===== Text to read =====

The rate of debt increase is proportional to the debt itself. It is not a fixed dollar amount, such as $100 billion a year. It is instead a percent of total debt. Mathematics has a term for this type of growth: an exponential function.

Exponential growth is not sustainable, according to credible scientists. Mainstream economists ignore this fact in the hope that that somehow growth can outpace debt, one year a time.

But exponentially rising debt is not sustainable because the capacity to service the debt is finite. Without a means of extinguishing debt, servicing is merely borrowing new money to pay off old debts. This is the equivalent of taking out a home equity loan to get money to pay the mortgage.

The U.S. debt is putting us in danger of economic catastrophe. Like Greece, which found no more buyers for their bonds, the U.S. relies on selling new bonds to pay interest and principal when due. The difference is that the whole world bids on U.S. Treasury bonds, for now. But eventually, market participants will realize that the American debt cannot be paid off.

Rising Rates Spoil the Party

I originally wrote this in September 2013. It is just as relevant now in December.

The big news in America is that the rate on the 10-year Treasury bond has risen dramatically from around 1.6% to over 2.9% [now on December 5, 2.84%]. This is 130 basis points from a starting point of 160, or an increase of more than 80%!

UST-10

So naturally, the financial media are discussing the “essential” issues. They have commentators philosophizing about whether the tapering of Quantitative Easing is “priced in” (an invalid question, as I argue in my in the Theory of Interest and Prices). They credulously entertain the view that it signals “economic recovery”. If the economy were really recovering for four years, there would be no need for such hype.

On CNBC this week, Larry Kudlow’s guest was a sell-side analyst. He worried that either the absolute level of the rate, or the speed with which it has risen, will interrupt the bull market in stocks. Why is he concerned? Higher rates may discourage companies from borrowing to buy back their shares and issue dividends. I have previously written about this madness.

It is a strange politically correct world that makes it a taboo to say the simple truth. Unfortunately, freedom of speech in America is slipping—at least on controversial topics that matter. It may still be legal, but there is a very real chilling effect. In a crony system, one’s career is at risk to say the unpopular. So the gentlemen in the club safely confine their discussion to the M1 and M2 measures of the money supply, and the number of angels that can dance on the head of one pin.

Let’s take a step back from the noise. In the real world, every change in the interest rate destroys capital. To avoid this, firms hedge using derivatives. The good gentlemen in the club do sometimes acknowledge the derivatives problem, but never the cause, never why derivatives grow and grow and grow until they are now estimated to be approaching one quadrillion dollars. Those who sell these hedges must, themselves, hedge. They can push risk around and around in a circle of the big multinational banks. They cannot eliminate it.

===== Raw records =====

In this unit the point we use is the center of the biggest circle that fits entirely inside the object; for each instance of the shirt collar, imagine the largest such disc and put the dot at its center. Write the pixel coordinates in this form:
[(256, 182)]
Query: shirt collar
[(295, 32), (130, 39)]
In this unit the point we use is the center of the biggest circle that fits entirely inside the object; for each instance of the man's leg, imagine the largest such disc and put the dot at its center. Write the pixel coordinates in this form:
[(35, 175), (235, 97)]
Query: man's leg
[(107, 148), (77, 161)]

=====
===== Raw records =====

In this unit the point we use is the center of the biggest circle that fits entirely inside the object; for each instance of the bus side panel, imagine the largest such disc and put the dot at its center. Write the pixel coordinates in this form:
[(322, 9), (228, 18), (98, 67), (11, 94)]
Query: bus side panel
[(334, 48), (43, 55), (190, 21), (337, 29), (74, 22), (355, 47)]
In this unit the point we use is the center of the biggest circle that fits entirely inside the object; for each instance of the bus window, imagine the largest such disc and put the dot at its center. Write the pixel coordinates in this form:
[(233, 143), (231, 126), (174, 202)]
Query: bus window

=====

→ **Problems**:
1. In the records, starting at the line that contains "of the man's" and ending at the line that contains "[(107, 148), (77, 161)]", rewrite those lines with "man's leg" changed to "woman's leg" and nothing else altered. Give only those lines.
2. Extend the passage on debt and interest rates past its final sentence.

→ **Final results**:
1.
In this unit the point we use is the center of the biggest circle that fits entirely inside the object; for each instance of the woman's leg, imagine the largest such disc and put the dot at its center. Write the pixel coordinates in this form:
[(35, 175), (235, 97)]
Query: woman's leg
[(107, 148), (77, 161)]

2.
Historically, the Federal Reserve has exhibited what I’ll call “bipolar interest rate disorder”. They vacillate between bingeing and purging. First they try to encourage the economy to “grow” by offering a buffet of too much credit, dirt-cheap. Then with pangs of regret if not guilt, they try to “fight inflation” by raising the price of credit. This leads to a bogus debate among economists: which evil should the Fed be pursuing at any given moment. Wall Street, of course, has a strong bias towards more credit, dirtier and cheaper. So do politicians seeking reelection.

Today, these two false alternatives are called “stimulus” and “austerity”. Fans of the latter sometimes fantasize about a mythological place, like Atlantis or El Dorado, called the “Exit”. Unfortunately, the Fed cannot sell their bonds. If they reversed from big buyer to even a small seller, it would reignite the very conflagration they fought in 2008. Leveraged market players would be unable to sell new bonds to pay their old bonds when due, and would therefore be forced into default. Talk of a Fed “exit” is a smokescreen.

Let’s take a further step back. The collapse of the Soviet Union proved that central planning doesn’t work. It can’t even deliver simple goods like food. The Fed is the central planner of something much bigger and vastly more complex. Money and credit are the foundation of our economy, and everything else depends on them.

The issue is not what the Fed should do next!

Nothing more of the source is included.